**TEXT EXTRACT**:
The rules view contains a listing of all rules currently loaded into GTX. Selecting a rule from the list displays its detailed information (name, inputs, output, description, reference, body - the relation between inputs and output) in the detail window. Unless you are editing the rule, you may ignore the "Avail outputs" box and the "Available" box in the "Inputs" section.  Their function is explained in the Developer manual: Rules section.

The rule chain view supports viewing, editing and creating rule chains. Rule chains are inference sequences - subsets of the list of all rules that specify how to calculate values for output parameters from input parameters. The rule chain view allows interactive editing by adding and removing rules from the chain. A description of this process follows in the next section.

The values view displays computed parameter values for the current rule chain and specifications for the current study. In the detail window, users can select which parameters to 'watch' (in the sense of remembering their values on given inputs) while the study is executed, and specify plotting options. For more information see Section V Executing a study

The graph view displays in tree form the rule graph, which may be viewed from the point of view of rules or of parameters or both at once, and either "forward" (so that progressing down the tree goes from inputs to outputs) or (more usually) "backward", going from outputs to the rules that compute them or the values that are inputs to those rules.  See Section VIII Using the Graph View.

 Rule chains are sequences of rules used to compute values for parameters. A rule chain is completely described by the set of rules included in it. Parameters which are inputs to a rule in the rule chain and are not computed by a rule in the chain are primary inputs. Parameters computed by a rule in the chain are the chain's outputs .

 The rule chain view allows viewing and editing the rules in the current rule chain, as well as creating a new one. Either click on the "Chain" button at the bottom of the list window or select Rule Chain from the View menu.

 Editing a rule chain (or creating one from scratch)

 Rule chains are created from the "top down". First you decide what you want to compute, then you select a rule that computes it. If the current rule chain is empty, then in the rule-chain view, all available parameters will be listed in the column in the middle of the screen (under "Uncomputed input"). If the rule chain is not empty, then by selecting one of the rules, you will see in the middle column a list of all inputs to the rule that are not currently computed by the chain.

 If you select one of these parameters, you will see in the right-hand column (under "Rules computing selected param") a list of all available rules that compute that parameter. By selecting one of these and choosing "Add" (or by double-clicking the rule), the rule will be added to the chain in topological order.

 The rule chain can be extended in a more general way. To compute some parameter which is not an input to the current rule chain, choose the "Show All" button at the bottom of the middle column. This will show all parameters which are not computed by the current rule chain; you can then select one and add a rule computing it.

 To remove a rule from the chain, double-click on the rule in the list window (left-most list).

**WHAT IS REQUIRED**:
According to the GTX rule chain text, what are parameters called that are inputs to a rule in the chain but are not computed by any rule in the chain? The rows come from a separate source unrelated to the GTX text.

**INFORMATION GIVEN**:
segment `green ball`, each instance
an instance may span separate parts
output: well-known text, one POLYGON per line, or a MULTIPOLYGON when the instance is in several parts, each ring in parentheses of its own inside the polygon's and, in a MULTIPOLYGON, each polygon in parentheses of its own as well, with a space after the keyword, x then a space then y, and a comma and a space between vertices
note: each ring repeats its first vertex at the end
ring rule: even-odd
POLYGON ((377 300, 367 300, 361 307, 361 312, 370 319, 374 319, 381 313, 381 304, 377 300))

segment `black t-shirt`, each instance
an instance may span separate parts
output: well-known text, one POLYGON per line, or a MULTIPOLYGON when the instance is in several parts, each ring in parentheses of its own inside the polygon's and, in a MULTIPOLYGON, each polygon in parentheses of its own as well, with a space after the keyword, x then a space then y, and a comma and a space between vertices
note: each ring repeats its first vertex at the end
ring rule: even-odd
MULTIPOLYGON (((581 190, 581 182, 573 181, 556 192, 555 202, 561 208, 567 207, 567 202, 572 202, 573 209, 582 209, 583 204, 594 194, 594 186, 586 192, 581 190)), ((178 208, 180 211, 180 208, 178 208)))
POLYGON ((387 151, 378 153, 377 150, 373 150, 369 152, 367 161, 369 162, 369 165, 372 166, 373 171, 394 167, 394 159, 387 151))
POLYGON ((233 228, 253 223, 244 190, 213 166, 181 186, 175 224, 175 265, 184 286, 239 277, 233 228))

**CORRECT ANSWER**:
Primary inputs.